-- BEGIN SELECTED EXTRACT --

I cosign most of what was said there and am curious as to your thoughts. The panelists should have called out Cain's shtick as a professional racism apologist, but in all it was a solid dialogue. Moreover, I think Melissa was on point, but I can't cosign her critique of O'Donnell for asking those questions across the boundaries of the colorline. I get her "discomfort." But sometimes discomfort is exactly what we need when dealing with the walking human problematic and contradiction that is Herman Cain.

I do have one thought, regret, and ownership moment of reflection that I would like to process with you all. Is it my own ego and arrogance to feel like so much of what we are seeing in the punditry's response to Herman Cain are narratives we/you/us/I have developed here on We Are Respectable Negroes as well as on Alternet? Of course, I am not so foolish as to suggest that I have some unique insight into what is circulating in the ether, but I do have frustrated moments where I shrug my shoulders and have to re-evaluate my decision to operate from the shadows.

In all that is a complement to you all for helping me to be ahead of the curve on many of these matters. You should also give yourselves a congratulatory pat on the back and take a moment to tell folks that "hey, we were talking about this stuff about Herman Cain a long time ago!"

7 comments:

Smartypants said...

I for one totally agree with MHP's point that a calling to account of white people during the civil rights movement is as germane as expecting in from African Americans.

But I also get your point about the reality of uncomfortability when it comes to discussions like this.

Look what happened as a result of O'Donnell's questioning of Cain - an actual informative conversation in the media about race! Props to all involved.

gordon gartrelle said...

I agree with Harris-Perry that it's problematic when people today (esp. white liberals) make moral judgments about the (non)participation of actors in various freedom struggles.

Most people believe they would act heroically in the face of oppression, but we know that this doesn't square with the reality, which is that the vast majority of people are free-riders.

Having said that, I take back my semi-defense of Cain's non-participation a while back. It's one thing to not participate; it's another to placate racists by playing into their notion of Civil Rights activists as "troublemakers."

Fuck this coon.

fred c said...

-- END SELECTED EXTRACT --
-- BEGIN GIVEN DATA --

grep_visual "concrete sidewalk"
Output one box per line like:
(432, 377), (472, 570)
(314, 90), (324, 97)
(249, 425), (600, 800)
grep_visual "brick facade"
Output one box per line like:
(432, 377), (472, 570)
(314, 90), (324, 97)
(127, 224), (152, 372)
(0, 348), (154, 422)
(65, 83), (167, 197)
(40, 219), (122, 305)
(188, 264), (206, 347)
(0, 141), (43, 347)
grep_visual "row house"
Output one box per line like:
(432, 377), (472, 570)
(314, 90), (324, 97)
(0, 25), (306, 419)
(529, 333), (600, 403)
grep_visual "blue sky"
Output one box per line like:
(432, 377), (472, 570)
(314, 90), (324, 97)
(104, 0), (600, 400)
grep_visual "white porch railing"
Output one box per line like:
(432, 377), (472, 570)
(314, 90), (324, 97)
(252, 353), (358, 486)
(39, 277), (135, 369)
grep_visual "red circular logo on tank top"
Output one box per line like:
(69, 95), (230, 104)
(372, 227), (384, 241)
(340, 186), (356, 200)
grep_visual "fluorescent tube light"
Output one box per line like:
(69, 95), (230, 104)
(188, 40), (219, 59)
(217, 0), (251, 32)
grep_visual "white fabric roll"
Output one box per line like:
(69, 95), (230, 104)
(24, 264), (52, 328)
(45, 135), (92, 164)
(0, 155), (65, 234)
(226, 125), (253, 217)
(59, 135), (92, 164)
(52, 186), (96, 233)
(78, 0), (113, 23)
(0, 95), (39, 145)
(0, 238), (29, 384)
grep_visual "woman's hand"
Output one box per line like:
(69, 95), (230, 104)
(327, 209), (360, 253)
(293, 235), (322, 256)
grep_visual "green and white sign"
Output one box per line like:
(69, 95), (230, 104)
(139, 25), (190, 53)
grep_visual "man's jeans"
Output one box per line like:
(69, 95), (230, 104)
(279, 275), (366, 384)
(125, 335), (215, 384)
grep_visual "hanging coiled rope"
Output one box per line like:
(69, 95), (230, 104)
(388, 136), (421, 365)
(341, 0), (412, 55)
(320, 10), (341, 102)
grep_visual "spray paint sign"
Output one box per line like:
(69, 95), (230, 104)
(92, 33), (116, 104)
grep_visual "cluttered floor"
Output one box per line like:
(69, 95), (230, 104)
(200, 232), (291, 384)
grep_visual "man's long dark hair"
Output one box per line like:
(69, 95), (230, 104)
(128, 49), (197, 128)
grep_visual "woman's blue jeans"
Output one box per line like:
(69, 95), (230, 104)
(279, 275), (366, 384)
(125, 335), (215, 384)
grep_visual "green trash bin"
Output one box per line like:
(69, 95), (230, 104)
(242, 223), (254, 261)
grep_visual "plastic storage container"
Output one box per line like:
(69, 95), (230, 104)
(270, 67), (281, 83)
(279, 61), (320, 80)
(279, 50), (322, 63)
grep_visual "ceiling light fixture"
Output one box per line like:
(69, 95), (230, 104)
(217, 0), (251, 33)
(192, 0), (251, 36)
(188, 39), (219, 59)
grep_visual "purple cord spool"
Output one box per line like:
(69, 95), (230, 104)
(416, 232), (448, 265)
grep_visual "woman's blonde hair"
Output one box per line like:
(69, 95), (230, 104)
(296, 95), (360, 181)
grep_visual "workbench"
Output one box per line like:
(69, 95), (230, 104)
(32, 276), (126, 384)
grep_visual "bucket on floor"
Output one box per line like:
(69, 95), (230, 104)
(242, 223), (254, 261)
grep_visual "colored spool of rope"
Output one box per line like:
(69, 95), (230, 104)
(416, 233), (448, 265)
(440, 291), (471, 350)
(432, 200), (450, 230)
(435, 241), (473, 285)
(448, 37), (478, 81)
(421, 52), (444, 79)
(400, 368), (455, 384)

-- END GIVEN DATA --

### PROMPT 1
Please reproduce verbatim the stretch of the Herman Cain discussion from "Most people believe" through "Fuck this coon.".
### PROMPT 2
Using the Herman Cain discussion, answer each question briefly:
(a) Which two sites does the writer name as places where narratives about Herman Cain were developed?
(b) Whose questioning of Cain does Smartypants say led to an informative conversation about race in the media?
(c) According to gordon gartrelle, what are the vast majority of people?

### RIGHT ANSWER 1
Most people believe they would act heroically in the face of oppression, but we know that this doesn't square with the reality, which is that the vast majority of people are free-riders.

Having said that, I take back my semi-defense of Cain's non-participation a while back. It's one thing to not participate; it's another to placate racists by playing into their notion of Civil Rights activists as "troublemakers."

Fuck this coon.

### RIGHT ANSWER 2
(a) We Are Respectable Negroes and Alternet.
(b) O'Donnell's.
(c) Free-riders.